- [WHAT THE TASK ASKS]: Retype the data that follows line by line, exactly, and leave its pictures out.
══ MATERIAL FOR THIS TASK
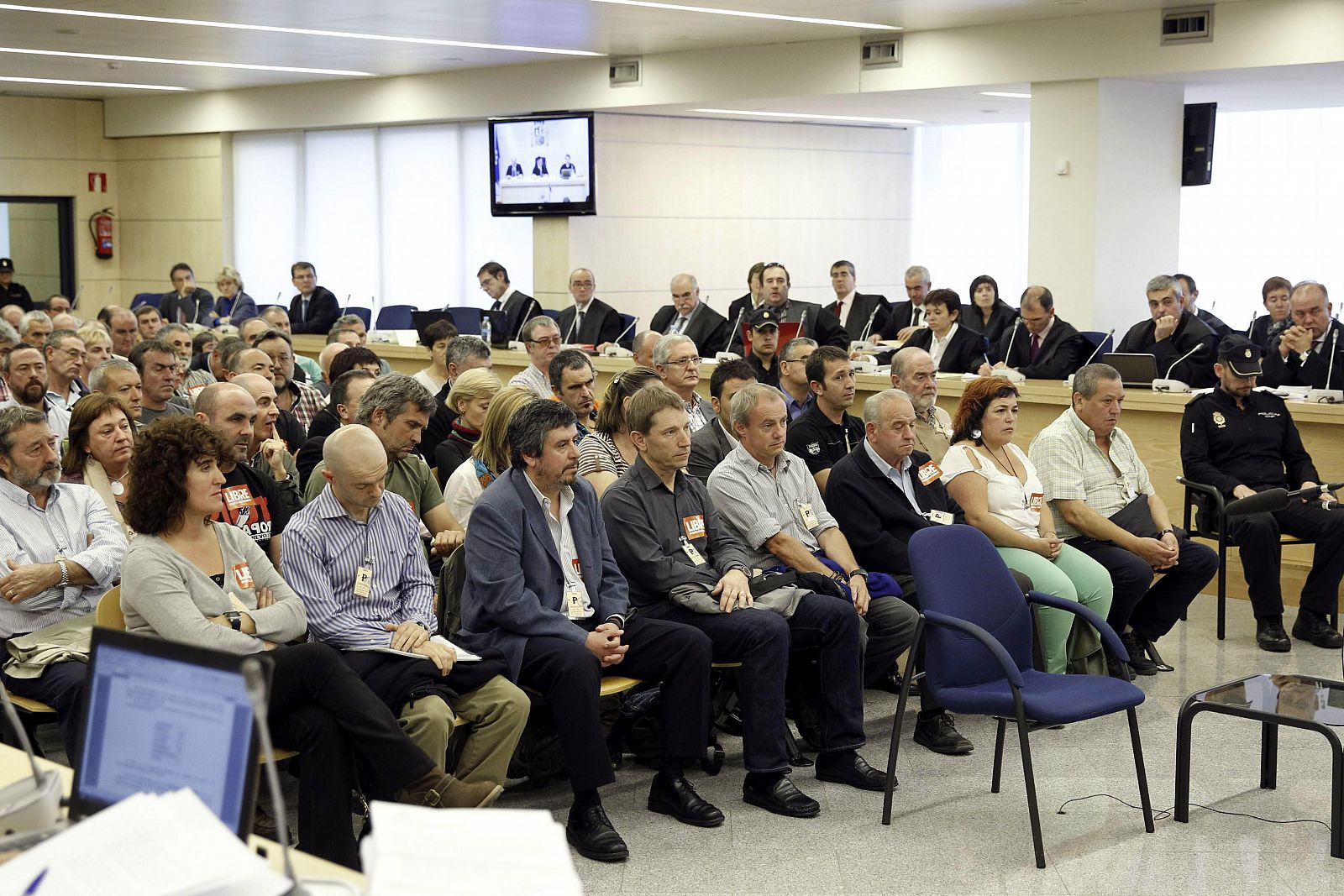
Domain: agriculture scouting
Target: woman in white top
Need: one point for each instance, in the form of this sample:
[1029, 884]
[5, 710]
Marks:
════
- [RESULT FOR THIS TASK]:
Domain: agriculture scouting
Target: woman in white top
Need: one point for each instance, in the form of this sample:
[1029, 884]
[5, 710]
Marks:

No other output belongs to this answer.